◆ **ASSIGNED TASK**: Output the data in full. Keep every entry exactly as written.

#### DATA RECORDS

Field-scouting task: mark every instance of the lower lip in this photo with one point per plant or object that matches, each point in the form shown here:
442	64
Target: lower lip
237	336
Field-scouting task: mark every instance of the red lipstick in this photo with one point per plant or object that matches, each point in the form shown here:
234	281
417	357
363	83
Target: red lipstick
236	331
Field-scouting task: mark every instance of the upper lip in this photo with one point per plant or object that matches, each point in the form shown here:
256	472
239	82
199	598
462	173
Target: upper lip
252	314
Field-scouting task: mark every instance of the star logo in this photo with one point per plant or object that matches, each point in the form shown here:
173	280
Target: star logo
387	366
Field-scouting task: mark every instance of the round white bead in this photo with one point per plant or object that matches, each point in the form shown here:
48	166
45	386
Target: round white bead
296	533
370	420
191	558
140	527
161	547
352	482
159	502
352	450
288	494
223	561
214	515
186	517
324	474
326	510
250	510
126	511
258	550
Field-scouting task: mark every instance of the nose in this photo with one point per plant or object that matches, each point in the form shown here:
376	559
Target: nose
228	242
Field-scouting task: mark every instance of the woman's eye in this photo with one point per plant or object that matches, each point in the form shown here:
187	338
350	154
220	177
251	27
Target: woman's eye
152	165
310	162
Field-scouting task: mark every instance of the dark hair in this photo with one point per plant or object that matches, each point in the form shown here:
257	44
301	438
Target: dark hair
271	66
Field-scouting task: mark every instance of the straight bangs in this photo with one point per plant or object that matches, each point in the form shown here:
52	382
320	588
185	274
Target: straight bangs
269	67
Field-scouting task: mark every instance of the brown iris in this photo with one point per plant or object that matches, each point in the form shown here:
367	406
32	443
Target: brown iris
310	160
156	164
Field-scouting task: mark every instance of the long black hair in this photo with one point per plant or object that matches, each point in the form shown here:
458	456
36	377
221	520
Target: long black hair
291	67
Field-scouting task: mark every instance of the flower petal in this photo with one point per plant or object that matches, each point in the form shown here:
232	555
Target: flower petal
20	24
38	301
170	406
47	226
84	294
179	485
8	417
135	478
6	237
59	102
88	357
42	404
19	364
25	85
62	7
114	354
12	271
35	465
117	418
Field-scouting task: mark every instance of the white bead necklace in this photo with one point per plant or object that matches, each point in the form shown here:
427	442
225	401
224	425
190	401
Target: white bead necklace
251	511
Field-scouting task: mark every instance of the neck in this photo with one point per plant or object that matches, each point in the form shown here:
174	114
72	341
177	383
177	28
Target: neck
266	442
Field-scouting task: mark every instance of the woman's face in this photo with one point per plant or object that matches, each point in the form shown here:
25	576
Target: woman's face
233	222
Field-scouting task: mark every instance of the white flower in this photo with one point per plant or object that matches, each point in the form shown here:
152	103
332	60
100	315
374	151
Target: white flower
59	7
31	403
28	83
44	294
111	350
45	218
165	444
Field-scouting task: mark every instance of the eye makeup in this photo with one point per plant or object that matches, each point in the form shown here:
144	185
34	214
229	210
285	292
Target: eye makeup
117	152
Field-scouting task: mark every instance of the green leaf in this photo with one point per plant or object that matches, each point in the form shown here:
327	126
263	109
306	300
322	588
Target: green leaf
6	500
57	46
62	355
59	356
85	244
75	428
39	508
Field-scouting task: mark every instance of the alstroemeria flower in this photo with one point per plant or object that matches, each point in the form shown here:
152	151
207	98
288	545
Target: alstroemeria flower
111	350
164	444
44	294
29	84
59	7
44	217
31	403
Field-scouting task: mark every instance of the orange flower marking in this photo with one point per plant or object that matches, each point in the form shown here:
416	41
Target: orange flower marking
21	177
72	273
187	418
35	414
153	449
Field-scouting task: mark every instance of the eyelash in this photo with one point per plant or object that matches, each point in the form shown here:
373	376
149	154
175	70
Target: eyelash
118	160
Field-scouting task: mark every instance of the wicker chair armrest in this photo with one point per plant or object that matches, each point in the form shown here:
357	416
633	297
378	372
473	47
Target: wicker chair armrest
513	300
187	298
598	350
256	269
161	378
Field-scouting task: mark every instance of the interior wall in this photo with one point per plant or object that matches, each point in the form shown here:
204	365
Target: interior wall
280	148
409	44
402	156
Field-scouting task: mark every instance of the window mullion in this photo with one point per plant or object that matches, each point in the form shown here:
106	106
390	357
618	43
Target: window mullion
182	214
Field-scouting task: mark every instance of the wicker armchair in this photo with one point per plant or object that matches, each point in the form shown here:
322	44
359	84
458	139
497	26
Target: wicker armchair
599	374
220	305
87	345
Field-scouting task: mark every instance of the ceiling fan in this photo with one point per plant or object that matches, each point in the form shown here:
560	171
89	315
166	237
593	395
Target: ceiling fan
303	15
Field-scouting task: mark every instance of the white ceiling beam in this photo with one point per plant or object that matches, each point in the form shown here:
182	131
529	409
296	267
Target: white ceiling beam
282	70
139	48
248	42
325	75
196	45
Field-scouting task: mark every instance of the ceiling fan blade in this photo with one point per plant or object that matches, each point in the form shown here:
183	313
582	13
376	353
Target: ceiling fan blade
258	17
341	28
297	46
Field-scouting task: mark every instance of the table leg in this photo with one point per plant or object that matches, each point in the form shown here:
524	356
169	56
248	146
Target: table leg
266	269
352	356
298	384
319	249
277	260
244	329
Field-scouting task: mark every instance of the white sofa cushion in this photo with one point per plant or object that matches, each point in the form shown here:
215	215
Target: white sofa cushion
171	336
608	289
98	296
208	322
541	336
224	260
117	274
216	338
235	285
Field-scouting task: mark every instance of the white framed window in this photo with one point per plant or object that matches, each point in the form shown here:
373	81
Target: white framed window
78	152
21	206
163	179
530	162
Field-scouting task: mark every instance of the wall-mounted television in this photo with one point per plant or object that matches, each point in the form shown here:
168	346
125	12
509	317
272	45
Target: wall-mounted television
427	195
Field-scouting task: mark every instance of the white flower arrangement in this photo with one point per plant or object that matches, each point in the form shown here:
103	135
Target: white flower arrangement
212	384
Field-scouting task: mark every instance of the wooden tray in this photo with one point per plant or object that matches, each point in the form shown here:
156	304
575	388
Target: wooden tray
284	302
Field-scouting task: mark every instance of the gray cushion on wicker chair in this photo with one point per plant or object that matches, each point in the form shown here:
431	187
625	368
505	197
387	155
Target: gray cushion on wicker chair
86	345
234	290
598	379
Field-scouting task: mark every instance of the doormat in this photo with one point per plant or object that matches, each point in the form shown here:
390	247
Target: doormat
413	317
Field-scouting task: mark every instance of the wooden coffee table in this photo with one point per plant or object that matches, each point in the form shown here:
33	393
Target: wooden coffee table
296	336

########

◆ **REPLY TO THE EXERCISE**:
Field-scouting task: mark every instance of the lower lip in this photo with one point per plant or object that matches, each point in the form shown here:
442	64
Target: lower lip
237	336
Field-scouting task: mark every instance of the red lipstick in this photo with one point per plant or object that matches, each point in the form shown here:
234	281
417	357
363	83
Target: red lipstick
236	331
Field-scouting task: mark every instance of the upper lip in this photo with one point per plant or object that matches, each point in the form shown here:
256	472
239	82
199	598
462	173
Target: upper lip
252	314
Field-scouting task: mark every instance of the star logo in this photo with one point per plant or object that matches, each point in the form shown here:
173	280
Target: star logo
387	366
Field-scouting task: mark every instance of the round white bead in this photo with one point per plant or object that matches, each point in the form shown here:
48	166
45	386
Target: round white bead
296	533
370	420
191	558
140	527
161	547
352	482
159	502
352	450
288	494
223	561
214	515
186	517
324	474
326	510
250	510
126	511
258	550
Field-scouting task: mark every instance of the nose in this photo with one point per plant or object that matches, each point in the form shown here:
376	559
Target: nose
228	242
Field-scouting task: mark every instance of the woman's eye in this photo with one point per plant or object that matches, each point in the form shown here:
187	338
350	154
220	177
251	27
Target: woman's eye
152	165
310	162
Field-scouting task: mark every instance of the dark hair in this photo with one point per plant or object that matches, each point in the form shown here:
257	44
301	438
Target: dark hair
271	66
Field-scouting task: mark every instance of the straight bangs in this photo with one point per plant or object that matches, each point in the form shown here:
52	382
320	588
185	274
Target: straight bangs
269	67
Field-scouting task: mark every instance of the brown iris in this photo with one point per plant or object that matches, each point in the form shown here:
367	406
32	443
Target: brown iris
310	160
156	164
Field-scouting task: mark every instance of the long black hair in this photo with one point per plant or object that matches, each point in the form shown here:
458	456
36	377
221	520
Target: long black hair
291	67
Field-scouting task: mark every instance of the flower petal in this photo with one point per plant or object that matches, each point in the form shown here:
232	555
Target: flower petal
20	24
38	301
170	406
47	226
84	294
179	485
8	417
135	478
6	237
59	102
88	357
42	404
19	364
25	85
62	7
114	354
12	271
35	465
117	418
Field-scouting task: mark every instance of the white bead necklace in this photo with one point per plant or object that matches, each point in the form shown here:
427	442
225	401
224	425
190	401
Target: white bead necklace
251	511
Field-scouting task: mark every instance of the neck in this photo with one point per plant or object that matches, each point in the form shown here:
174	114
72	341
177	383
177	28
Target: neck
266	442
Field-scouting task: mark every instance of the woman's face in this photo with one point per plant or object that matches, each point in the form shown here:
25	576
Target: woman's face
233	222
Field-scouting task: mark every instance of the white flower in this photo with one point per plant or object that matches, each point in the form shown here:
152	103
332	60
100	315
374	151
Target: white flower
59	7
31	403
28	83
44	294
111	350
45	218
165	444
Field-scouting task: mark every instance of the eye makeup in this photo with one point per plant or object that matches, each point in the form shown here:
144	185
34	214
229	210
285	292
Target: eye makeup
117	152
Field-scouting task: mark every instance of the green leaf in this photo with one point per plant or object that matches, each point in the form shown here:
327	126
263	109
306	300
322	588
Target: green leaf
6	500
57	46
62	355
59	356
85	244
75	428
39	508
Field-scouting task: mark every instance of the alstroemeria flower in this photo with one point per plant or object that matches, each point in the form shown here:
152	151
207	98
288	545
Target: alstroemeria flower
111	350
164	444
44	294
29	84
59	7
44	217
31	403
Field-scouting task: mark every instance of the orange flower marking in this photo with one point per plant or object that matches, each point in the form shown here:
416	41
Target: orange flower marking
21	177
72	273
187	418
35	414
153	449
Field-scouting task: mark every instance of the eyelash in this photo with one point per plant or object that matches, each point in the form shown here:
373	376
149	154
175	70
Target: eyelash
118	160
Field-scouting task: mark every instance of the wicker chair armrest in this photo with one point per plant or object that matches, each point in the form shown here:
357	416
633	297
378	372
473	47
Target: wicker chair armrest
513	300
187	298
598	350
256	269
161	378
Field-scouting task: mark every instance of the interior wall in this photo with one point per plant or object that matches, each point in the form shown here:
204	365
Target: interior wall
280	148
409	44
402	156
Field-scouting task: mark every instance of the window mullion in this photo with one point per plant or object that matches, each point in the form shown here:
106	106
390	357
618	43
Target: window mullion
182	214
Field-scouting task: mark every instance of the wicker armchair in this photo with one point per plant or object that matches, each point in the form shown here:
322	44
359	84
458	139
497	26
Target: wicker armchair
599	374
220	305
87	345
Field-scouting task: mark every instance of the ceiling fan in this photo with one point per plant or object that matches, each point in the form shown here:
560	171
89	315
166	237
593	395
Target: ceiling fan
303	15
Field-scouting task: mark every instance of the white ceiling beam in this photo with one point per plant or object that matches, each point in the form shown here:
182	131
529	409
296	267
Target: white ceiling beam
282	70
139	48
248	42
325	75
196	45
Field-scouting task: mark every instance of the ceiling fan blade in this photo with one point per plant or object that matches, each point in the form shown here:
183	313
582	13
376	353
Target: ceiling fan blade
258	17
341	28
297	46
Field-scouting task: mark every instance of the table leg in this photo with one point per plant or object that matches, each point in the form shown here:
524	356
169	56
248	146
Target: table leg
266	269
352	356
298	384
319	249
277	260
244	329
Field-scouting task: mark every instance of the white sofa cushion in this photo with one point per plant or object that matches, each point in the form shown here:
215	215
Target: white sofa cushion
171	336
608	289
98	296
208	322
541	336
224	260
117	274
216	338
235	285
Field-scouting task: mark every instance of the white framed window in this photo with one point per plant or object that matches, each point in the form shown here:
373	81
Target: white framed window
78	152
21	206
163	179
530	162
Field-scouting task: mark every instance of the wall-mounted television in this photo with one point per plant or object that matches, each point in the form shown here:
168	346
125	12
509	317
272	45
Target: wall-mounted television
427	195
Field-scouting task: mark every instance of the white flower arrangement in this photo with one point per plant or object that matches, each point in the form shown here:
103	135
Target: white flower arrangement
212	384
Field-scouting task: mark every instance of the wooden tray in this photo with one point per plant or object that matches, each point in the form shown here:
156	304
575	388
Target: wooden tray
284	302
Field-scouting task: mark every instance of the gray cushion on wicker chair in this photo with one point per plant or object that matches, each point in the form shown here:
431	187
625	368
505	197
387	155
Target: gray cushion on wicker chair
86	345
234	290
598	379
Field-scouting task: mark every instance of the doormat in this photo with one point per plant or object that matches, each point in the form shown here:
390	247
Target: doormat
413	317
Field-scouting task: mark every instance of the wooden coffee table in this photo with one point per plant or object that matches, each point in the form shown here:
33	393
Target: wooden coffee table
296	336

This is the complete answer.